> **Work instruction 1**:
Update a section of the Pocono doubleheader article. Begin at the words "How to watch" and stop after "the same day.", replacing "Truck Series" with "Craftsman Truck Series".
> **Work instruction 2**:
In the Pocono doubleheader article, what caused the Saturday Truck Series race to be moved to Sunday?

> **Passage**:
With Pocono Raceway's NASCAR doubleheader approaching, here's what happened last year
NASCAR's first doubleheader at Pocono Raceway in 2020 featured several key numbers: Three days, five races, 1,250 miles. Zero fans.
Pocono Raceway will again feature 1,250 miles between five races over three days in 2021, but this time fans will be able to fill the grandstands.
Not being there in person last year might fog your memory a bit, so if you need a refresher on what happened, the Pocono Record has you covered.
How to watch the 2021 Pocono Races:Here's when the races start and how to stream it
Here's a look at the 2020 highlights:
Pocono Raceway launched the doubleheader format
A pandemic that upended the sports world and inclement weather couldn't stop Pocono Raceway from hosting NASCAR's first doubleheader weekend.
Two Cup Series races on back-to-back days headlined a weekend that also featured Xfinity Series, Truck Series and ARCA Menards Series races. Rain postponed the Saturday Truck Series race to Sunday, but Pocono managed to complete each event in the jam-packed schedule.
With the Truck Series moved to Sunday last year, Pocono Raceway became the first track in NASCAR history to host three National Series races on the same day.
The new format presented a unique challenge to drivers, since their turn around would be unprecedentedly quick. After finishing the first Cup race, drivers and their teams had to immediately assess what went wrong or right and figure out how to quickly take care of any necessary maintenance.
The quick turnaround also meant no time for practices, leaving teams without any way to prepare for the first race.

> **Data segment**:
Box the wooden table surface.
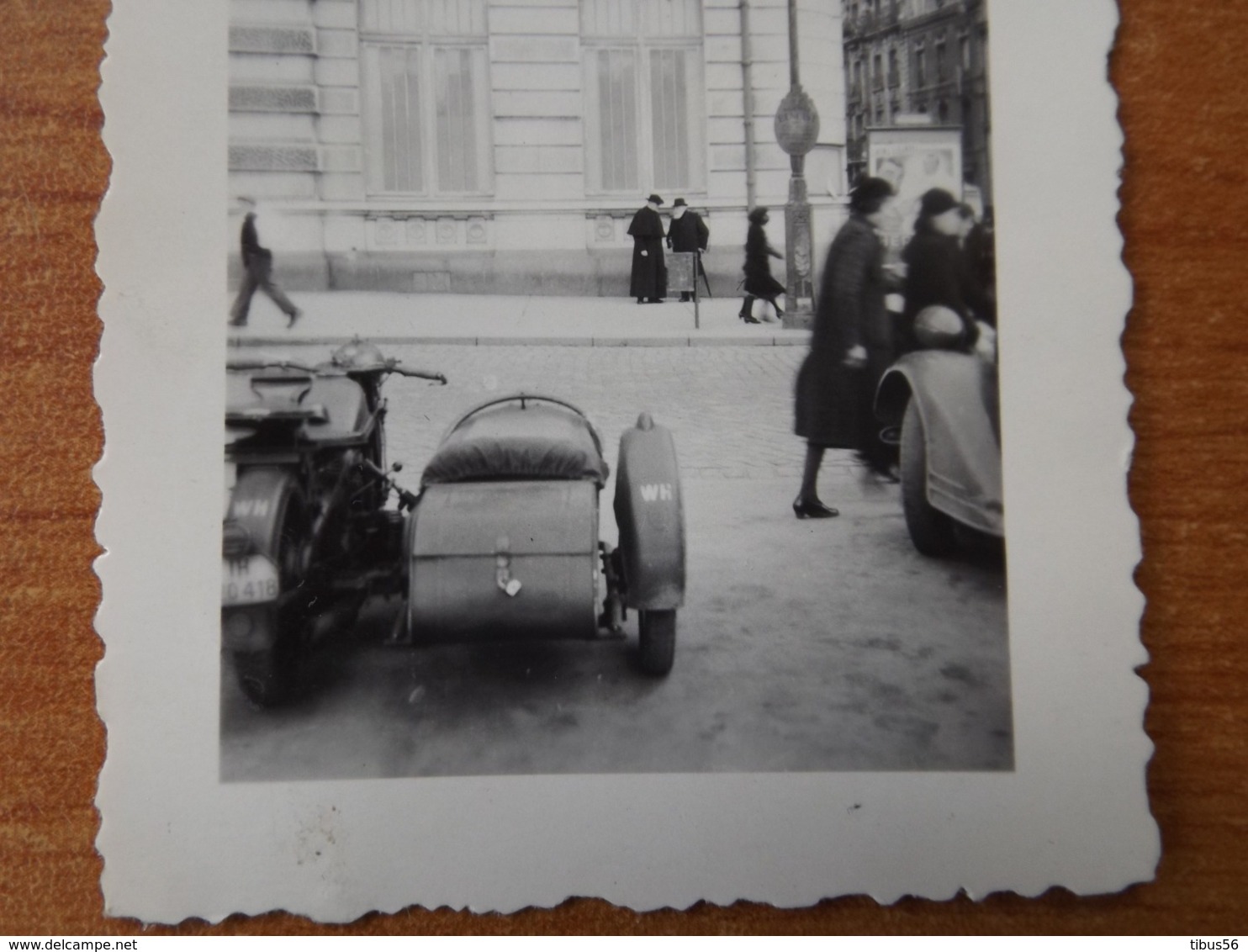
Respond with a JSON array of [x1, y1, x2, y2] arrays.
[[0, 0, 1248, 936]]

> **Exercise response 1**:
How to watch the 2021 Pocono Races:Here's when the races start and how to stream it
Here's a look at the 2020 highlights:
Pocono Raceway launched the doubleheader format
A pandemic that upended the sports world and inclement weather couldn't stop Pocono Raceway from hosting NASCAR's first doubleheader weekend.
Two Cup Series races on back-to-back days headlined a weekend that also featured Xfinity Series, Craftsman Truck Series and ARCA Menards Series races. Rain postponed the Saturday Craftsman Truck Series race to Sunday, but Pocono managed to complete each event in the jam-packed schedule.
With the Craftsman Truck Series moved to Sunday last year, Pocono Raceway became the first track in NASCAR history to host three National Series races on the same day.

> **Exercise response 2**:
Rain postponed it.